[Region pointing data]
□ □ □ □ □

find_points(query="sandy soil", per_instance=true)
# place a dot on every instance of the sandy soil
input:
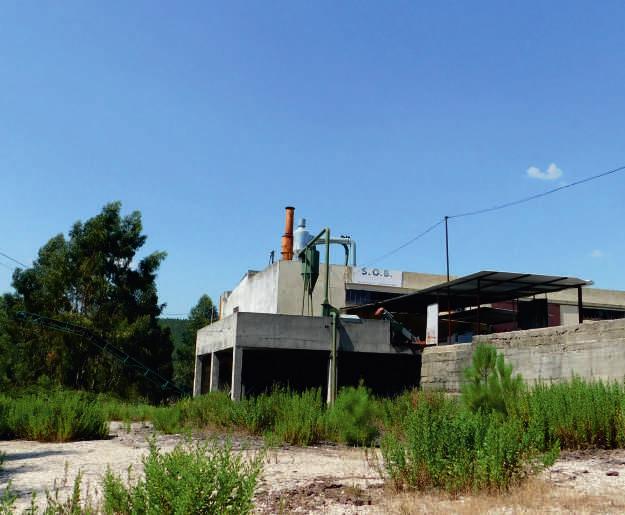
(324, 479)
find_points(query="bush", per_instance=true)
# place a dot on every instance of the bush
(353, 417)
(281, 416)
(299, 418)
(204, 478)
(489, 382)
(440, 444)
(576, 414)
(58, 416)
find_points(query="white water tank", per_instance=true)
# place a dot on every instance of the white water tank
(300, 237)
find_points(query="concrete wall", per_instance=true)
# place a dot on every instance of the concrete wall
(592, 350)
(257, 292)
(258, 330)
(291, 288)
(592, 297)
(279, 289)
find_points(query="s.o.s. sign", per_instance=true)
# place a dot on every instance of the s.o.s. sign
(379, 276)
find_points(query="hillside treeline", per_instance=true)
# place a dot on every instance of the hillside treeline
(94, 278)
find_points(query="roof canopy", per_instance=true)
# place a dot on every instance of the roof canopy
(484, 287)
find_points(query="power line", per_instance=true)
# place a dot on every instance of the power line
(13, 259)
(538, 195)
(498, 207)
(409, 242)
(9, 267)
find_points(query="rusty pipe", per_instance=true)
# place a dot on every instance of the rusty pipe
(287, 237)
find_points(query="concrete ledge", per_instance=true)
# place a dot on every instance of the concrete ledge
(592, 350)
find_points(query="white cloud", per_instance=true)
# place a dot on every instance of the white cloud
(552, 173)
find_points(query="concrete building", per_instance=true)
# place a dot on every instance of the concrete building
(249, 353)
(278, 289)
(271, 333)
(262, 339)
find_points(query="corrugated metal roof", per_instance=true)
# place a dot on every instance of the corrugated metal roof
(483, 287)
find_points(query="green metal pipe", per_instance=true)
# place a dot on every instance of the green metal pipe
(326, 286)
(333, 364)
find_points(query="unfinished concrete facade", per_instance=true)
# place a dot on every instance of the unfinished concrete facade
(278, 289)
(592, 351)
(250, 353)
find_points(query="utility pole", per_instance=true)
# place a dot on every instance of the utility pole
(448, 297)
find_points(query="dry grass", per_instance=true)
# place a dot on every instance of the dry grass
(534, 496)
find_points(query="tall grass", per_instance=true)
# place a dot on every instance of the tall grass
(58, 416)
(205, 478)
(440, 444)
(576, 414)
(280, 416)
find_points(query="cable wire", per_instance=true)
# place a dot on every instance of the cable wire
(538, 195)
(409, 242)
(13, 259)
(498, 207)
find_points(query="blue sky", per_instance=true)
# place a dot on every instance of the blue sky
(375, 118)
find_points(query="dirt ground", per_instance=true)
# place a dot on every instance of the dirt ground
(324, 479)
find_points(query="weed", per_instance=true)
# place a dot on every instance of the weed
(489, 383)
(205, 478)
(58, 416)
(352, 419)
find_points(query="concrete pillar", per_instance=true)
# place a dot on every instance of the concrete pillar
(236, 391)
(197, 377)
(214, 372)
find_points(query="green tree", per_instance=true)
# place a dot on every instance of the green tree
(489, 383)
(92, 278)
(203, 314)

□ □ □ □ □

■ **EXERCISE BRIEF**: Beginning at the line that holds "# place a dot on every instance of the weed", copy every line through the end of the entries exactly as given, and only those lines.

■ **RESPONSE BOX**:
# place a dot on every instance of the weed
(489, 383)
(205, 478)
(58, 416)
(352, 419)
find_points(query="concrete pillar", per_instance=true)
# place a dot on every instance of the concrete pillar
(236, 391)
(197, 377)
(214, 372)
find_points(query="green tree", per_instance=true)
# place a dot on every instance of the green tree
(489, 383)
(92, 278)
(203, 314)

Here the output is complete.